##### PROVIDED RECORDS #####
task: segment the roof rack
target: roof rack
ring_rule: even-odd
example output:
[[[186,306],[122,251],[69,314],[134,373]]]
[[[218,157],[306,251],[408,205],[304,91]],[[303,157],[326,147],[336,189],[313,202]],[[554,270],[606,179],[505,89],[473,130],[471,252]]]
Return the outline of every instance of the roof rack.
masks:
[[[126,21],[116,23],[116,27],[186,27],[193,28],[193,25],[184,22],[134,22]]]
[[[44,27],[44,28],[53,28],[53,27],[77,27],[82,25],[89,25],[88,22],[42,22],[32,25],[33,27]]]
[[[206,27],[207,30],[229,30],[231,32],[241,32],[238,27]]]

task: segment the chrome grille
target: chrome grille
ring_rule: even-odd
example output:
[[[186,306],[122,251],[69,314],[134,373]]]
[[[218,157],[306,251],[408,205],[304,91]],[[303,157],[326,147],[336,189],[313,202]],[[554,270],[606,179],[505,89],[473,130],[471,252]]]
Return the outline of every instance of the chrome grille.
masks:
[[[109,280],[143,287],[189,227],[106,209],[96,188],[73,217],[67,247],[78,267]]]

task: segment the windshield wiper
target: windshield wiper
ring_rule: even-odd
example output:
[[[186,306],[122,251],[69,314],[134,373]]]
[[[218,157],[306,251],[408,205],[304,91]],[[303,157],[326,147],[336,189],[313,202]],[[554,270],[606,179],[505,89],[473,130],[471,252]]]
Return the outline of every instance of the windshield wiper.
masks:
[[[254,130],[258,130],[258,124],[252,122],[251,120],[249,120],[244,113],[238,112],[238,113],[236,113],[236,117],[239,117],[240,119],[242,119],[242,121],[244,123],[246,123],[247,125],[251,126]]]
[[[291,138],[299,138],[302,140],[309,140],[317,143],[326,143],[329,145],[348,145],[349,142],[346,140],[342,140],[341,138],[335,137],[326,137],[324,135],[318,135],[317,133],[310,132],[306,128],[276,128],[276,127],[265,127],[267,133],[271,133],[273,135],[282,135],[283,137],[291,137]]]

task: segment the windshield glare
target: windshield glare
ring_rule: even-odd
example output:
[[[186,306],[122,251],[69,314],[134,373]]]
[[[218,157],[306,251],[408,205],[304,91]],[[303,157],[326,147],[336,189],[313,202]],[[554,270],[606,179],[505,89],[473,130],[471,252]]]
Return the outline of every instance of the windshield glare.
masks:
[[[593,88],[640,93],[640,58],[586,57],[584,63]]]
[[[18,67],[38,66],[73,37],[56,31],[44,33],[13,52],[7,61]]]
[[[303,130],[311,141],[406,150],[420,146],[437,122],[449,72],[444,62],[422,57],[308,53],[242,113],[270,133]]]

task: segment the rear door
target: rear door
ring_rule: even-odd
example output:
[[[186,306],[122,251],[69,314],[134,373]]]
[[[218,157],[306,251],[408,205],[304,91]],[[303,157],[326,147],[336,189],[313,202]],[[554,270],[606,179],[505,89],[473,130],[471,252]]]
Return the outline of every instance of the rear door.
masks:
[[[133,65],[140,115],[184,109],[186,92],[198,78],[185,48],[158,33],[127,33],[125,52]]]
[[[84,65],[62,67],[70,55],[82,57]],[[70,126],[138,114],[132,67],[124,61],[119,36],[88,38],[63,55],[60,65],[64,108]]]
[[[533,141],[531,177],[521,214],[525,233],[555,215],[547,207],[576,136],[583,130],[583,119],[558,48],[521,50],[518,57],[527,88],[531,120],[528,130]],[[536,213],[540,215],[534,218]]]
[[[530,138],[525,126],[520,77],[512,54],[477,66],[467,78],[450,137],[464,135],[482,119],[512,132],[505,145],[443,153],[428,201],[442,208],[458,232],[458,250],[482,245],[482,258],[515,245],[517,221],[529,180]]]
#####
WRITTEN INSTRUCTION:
Give back every line of the listing above, character for character, changing and omitting nothing.

ANSWER TO THE TASK:
task: segment the roof rack
target: roof rack
ring_rule: even-odd
example output:
[[[186,306],[122,251],[69,314],[134,373]]]
[[[218,157],[306,251],[408,205],[304,91]],[[303,157],[326,147],[336,189],[313,202]],[[554,270],[606,179],[505,89],[473,130],[471,252]]]
Return the outline of every instance of the roof rack.
masks:
[[[126,21],[116,23],[116,27],[186,27],[193,28],[193,25],[184,22],[134,22]]]
[[[44,27],[44,28],[53,28],[53,27],[77,27],[82,25],[89,25],[88,22],[42,22],[32,25],[33,27]]]
[[[206,27],[207,30],[229,30],[231,32],[241,32],[238,27]]]

task: segment the chrome grille
target: chrome grille
ring_rule: even-odd
example output:
[[[186,306],[122,251],[69,314],[134,373]]]
[[[218,157],[306,251],[408,205],[304,91]],[[303,157],[326,147],[336,189],[313,202]],[[554,270],[606,179],[505,89],[473,130],[471,252]]]
Return the outline of every instance of the chrome grille.
masks:
[[[109,280],[143,287],[189,227],[106,209],[96,188],[73,217],[67,247],[78,267]]]

task: segment the windshield wiper
target: windshield wiper
ring_rule: even-odd
example output:
[[[186,306],[122,251],[69,314],[134,373]]]
[[[218,157],[306,251],[408,205],[304,91]],[[303,157],[326,147],[336,189],[313,202]],[[554,270],[606,179],[505,89],[473,130],[471,252]]]
Return the outline of every instance of the windshield wiper.
masks:
[[[254,130],[258,130],[258,124],[252,122],[251,120],[249,120],[244,113],[238,112],[238,113],[236,113],[236,117],[239,117],[240,119],[242,119],[242,121],[244,123],[246,123],[247,125],[251,126]]]
[[[291,138],[299,138],[302,140],[309,140],[317,143],[326,143],[329,145],[348,145],[349,142],[346,140],[342,140],[341,138],[335,137],[326,137],[324,135],[318,135],[317,133],[310,132],[306,128],[276,128],[276,127],[265,127],[267,133],[271,133],[273,135],[282,135],[283,137],[291,137]]]

task: segment the windshield glare
target: windshield glare
ring_rule: even-odd
example output:
[[[186,306],[122,251],[69,314],[134,373]]]
[[[218,157],[306,251],[408,205],[304,91]],[[303,157],[326,147],[336,189],[313,202]],[[554,270],[606,179],[505,89],[473,130],[471,252]]]
Return the outline of every instance of the windshield glare.
masks:
[[[593,88],[640,93],[640,58],[586,57],[584,63]]]
[[[18,67],[38,66],[73,37],[56,31],[44,33],[13,52],[7,61]]]
[[[303,130],[311,141],[406,150],[420,146],[437,122],[449,72],[444,62],[422,57],[308,53],[242,113],[270,133]]]

task: segment the rear door
target: rear door
ring_rule: even-odd
example output:
[[[186,306],[122,251],[69,314],[134,373]]]
[[[218,157],[306,251],[408,205],[304,91]],[[303,157],[326,147],[336,189],[313,202]],[[554,270],[606,179],[505,89],[473,130],[471,252]]]
Return the outline of every instance of the rear door.
masks:
[[[133,65],[140,115],[184,109],[186,92],[198,78],[185,48],[158,33],[127,33],[125,52]]]
[[[84,65],[62,67],[70,55],[82,57]],[[70,126],[138,114],[132,67],[124,61],[119,36],[88,38],[63,55],[60,65],[64,108]]]
[[[533,141],[531,177],[521,214],[525,233],[555,215],[547,207],[576,136],[583,130],[583,119],[558,48],[521,50],[518,57],[527,88],[531,120],[528,130]],[[536,213],[540,215],[534,218]]]
[[[530,138],[525,126],[520,77],[512,54],[477,66],[467,78],[450,137],[464,135],[482,119],[512,132],[505,145],[443,153],[428,201],[442,208],[458,232],[458,250],[482,245],[482,258],[515,245],[517,221],[529,180]]]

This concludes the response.